[Dataset entries]
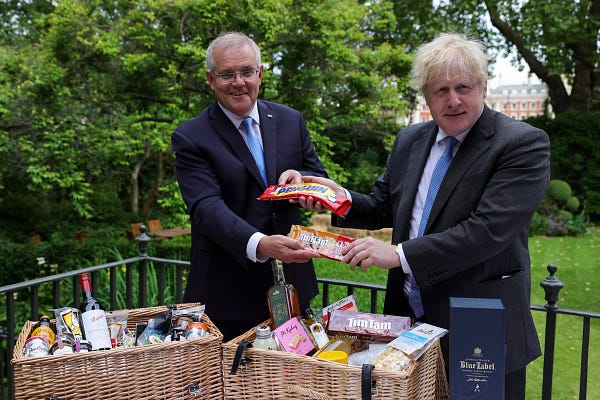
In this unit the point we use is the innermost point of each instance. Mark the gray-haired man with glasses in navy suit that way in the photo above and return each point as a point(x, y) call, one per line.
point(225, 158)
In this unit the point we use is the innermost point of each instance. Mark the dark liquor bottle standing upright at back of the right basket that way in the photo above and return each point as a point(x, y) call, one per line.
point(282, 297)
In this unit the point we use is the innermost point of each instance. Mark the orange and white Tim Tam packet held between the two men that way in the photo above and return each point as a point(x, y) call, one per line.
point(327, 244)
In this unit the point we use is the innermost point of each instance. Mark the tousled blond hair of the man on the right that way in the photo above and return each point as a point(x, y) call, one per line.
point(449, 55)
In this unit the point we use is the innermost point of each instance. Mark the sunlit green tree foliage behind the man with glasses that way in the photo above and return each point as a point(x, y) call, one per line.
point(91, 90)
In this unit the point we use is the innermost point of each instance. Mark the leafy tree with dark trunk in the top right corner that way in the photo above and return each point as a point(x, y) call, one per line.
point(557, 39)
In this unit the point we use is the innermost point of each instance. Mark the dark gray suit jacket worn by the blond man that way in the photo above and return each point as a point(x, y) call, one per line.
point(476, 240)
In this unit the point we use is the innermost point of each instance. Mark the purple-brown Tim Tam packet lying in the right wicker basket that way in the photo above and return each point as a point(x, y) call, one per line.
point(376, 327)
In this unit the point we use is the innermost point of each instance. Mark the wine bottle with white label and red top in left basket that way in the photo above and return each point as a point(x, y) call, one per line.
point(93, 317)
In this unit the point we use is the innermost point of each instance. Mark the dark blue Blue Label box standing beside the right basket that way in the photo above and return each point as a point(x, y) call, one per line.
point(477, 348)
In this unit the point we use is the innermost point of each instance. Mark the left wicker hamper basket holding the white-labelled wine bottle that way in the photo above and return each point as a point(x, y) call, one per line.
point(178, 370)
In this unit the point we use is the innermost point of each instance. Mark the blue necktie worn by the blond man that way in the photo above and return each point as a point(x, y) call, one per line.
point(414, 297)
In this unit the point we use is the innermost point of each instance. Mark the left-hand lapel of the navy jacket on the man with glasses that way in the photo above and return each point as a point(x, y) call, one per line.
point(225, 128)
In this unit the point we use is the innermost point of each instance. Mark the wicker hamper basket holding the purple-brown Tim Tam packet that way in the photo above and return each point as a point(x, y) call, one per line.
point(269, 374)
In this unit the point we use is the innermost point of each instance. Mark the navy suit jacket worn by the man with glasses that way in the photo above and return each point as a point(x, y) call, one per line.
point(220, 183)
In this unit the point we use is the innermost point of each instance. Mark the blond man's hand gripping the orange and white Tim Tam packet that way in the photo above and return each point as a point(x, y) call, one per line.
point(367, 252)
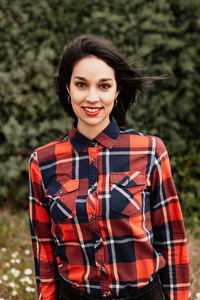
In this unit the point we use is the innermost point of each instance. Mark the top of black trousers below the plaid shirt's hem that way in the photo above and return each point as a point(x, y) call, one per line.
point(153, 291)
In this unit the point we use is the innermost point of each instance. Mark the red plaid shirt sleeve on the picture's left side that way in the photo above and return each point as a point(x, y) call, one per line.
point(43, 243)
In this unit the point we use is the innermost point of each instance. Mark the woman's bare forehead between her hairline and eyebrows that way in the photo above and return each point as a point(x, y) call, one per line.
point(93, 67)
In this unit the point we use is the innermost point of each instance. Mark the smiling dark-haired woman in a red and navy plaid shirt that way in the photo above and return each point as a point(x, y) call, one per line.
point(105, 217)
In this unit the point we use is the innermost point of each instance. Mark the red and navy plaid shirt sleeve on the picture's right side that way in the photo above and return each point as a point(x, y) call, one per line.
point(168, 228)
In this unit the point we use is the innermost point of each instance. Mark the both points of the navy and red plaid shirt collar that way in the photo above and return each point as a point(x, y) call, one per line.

Assignment >>
Transcribe all of the lines above exactly as given. The pictures stay out.

Reply >>
In this unit the point we use is the innermost point of each instance. Mark the gray-haired man with glasses in navy suit that way in the photo above and return each point as a point(x, y) call, one per line.
point(225, 158)
In this unit the point we use is the innermost point of each instance. Mark the dark liquor bottle standing upright at back of the right basket that way in the photo above and return each point as a point(x, y) call, one per line.
point(282, 297)
In this unit the point we use is the innermost point of each instance. Mark the orange and white Tim Tam packet held between the two men that way in the photo above and return each point as a point(x, y) call, one per line.
point(327, 244)
In this unit the point we use is the innermost point of each instance. Mark the tousled blond hair of the man on the right that way in the photo above and return each point as a point(x, y) call, one per line.
point(449, 55)
In this unit the point we use is the innermost point of each instance. Mark the sunlit green tree foliage behind the man with glasses that way in the photo above and return each point as a point(x, y) call, one per line.
point(91, 90)
In this unit the point we use is the innermost point of each instance. Mark the leafy tree with dark trunk in the top right corner that way in the photo above and return each point as a point(x, y) call, one per line.
point(557, 39)
In this unit the point we use is the innermost point of each instance. Mark the dark gray suit jacket worn by the blond man that way in the photo above and return each point as a point(x, y) call, one per line.
point(476, 240)
In this unit the point we use is the innermost point of each instance. Mark the purple-brown Tim Tam packet lying in the right wicker basket that way in the photo above and return each point as a point(x, y) call, one per line.
point(376, 327)
In this unit the point we use is the innermost point of each instance. Mark the wine bottle with white label and red top in left basket that way in the photo above and return each point as a point(x, y) call, one per line.
point(93, 317)
In this unit the point we use is the innermost point of each instance. Mark the dark blue Blue Label box standing beside the right basket that way in the photo above and return each point as a point(x, y) call, one per line.
point(477, 348)
In this unit the point we use is the innermost point of each instance. Mark the left wicker hamper basket holding the white-labelled wine bottle that way in the photo above and return each point as a point(x, y) call, one per line.
point(178, 370)
In this unit the point we use is the innermost point of each instance. Mark the blue necktie worn by the blond man that way in the photo above and return each point as a point(x, y) call, one per line.
point(414, 297)
In this unit the point we use is the innermost point of each instance. Mark the left-hand lapel of the navy jacket on the man with glasses that way in the photo above and return each point as a point(x, y) call, one per line.
point(225, 128)
In this unit the point we use is the innermost point of each instance. Mark the wicker hamper basket holding the purple-brown Tim Tam packet that way in the photo above and return each point as a point(x, y) call, one per line.
point(269, 374)
In this unit the point we use is the innermost point of each instance. Mark the navy suit jacket worn by the man with glasses that way in the photo above and return each point as a point(x, y) call, one per line.
point(220, 183)
In this unit the point we use is the innermost point of each instance. Mark the blond man's hand gripping the orange and white Tim Tam packet that way in the photo above and return each point as a point(x, y) call, one per line.
point(367, 252)
In this unit the point we use is the innermost point of each instance. Mark the top of black trousers below the plaid shirt's hem that way in the photo above and return each point as a point(x, y) call, one per line.
point(153, 291)
In this unit the point we use is the innermost point of each instance. Mark the red plaid shirt sleeve on the picture's left side that way in the photo above and return each point as a point(x, y) call, one per line.
point(43, 243)
In this unit the point we use is the innermost point of each instance. Mark the woman's bare forehead between her hairline and eyebrows that way in the photo above and return each point as a point(x, y) call, one per line.
point(93, 67)
In this unit the point we use is the innermost point of each instance. Mark the smiling dark-haired woman in a red and navy plaid shirt that way in the photo above and return each point as a point(x, y) call, one per line.
point(105, 217)
In this unit the point we use is the innermost point of each instance. Mark the red and navy plaid shirt sleeve on the picture's right side that way in the photo above and return each point as a point(x, y) call, one per line.
point(168, 228)
In this unit the point we use is the innermost point of each instance. Mark the both points of the navy and red plaid shirt collar that way in the photo above and return each point as a point(x, y) call, one per line.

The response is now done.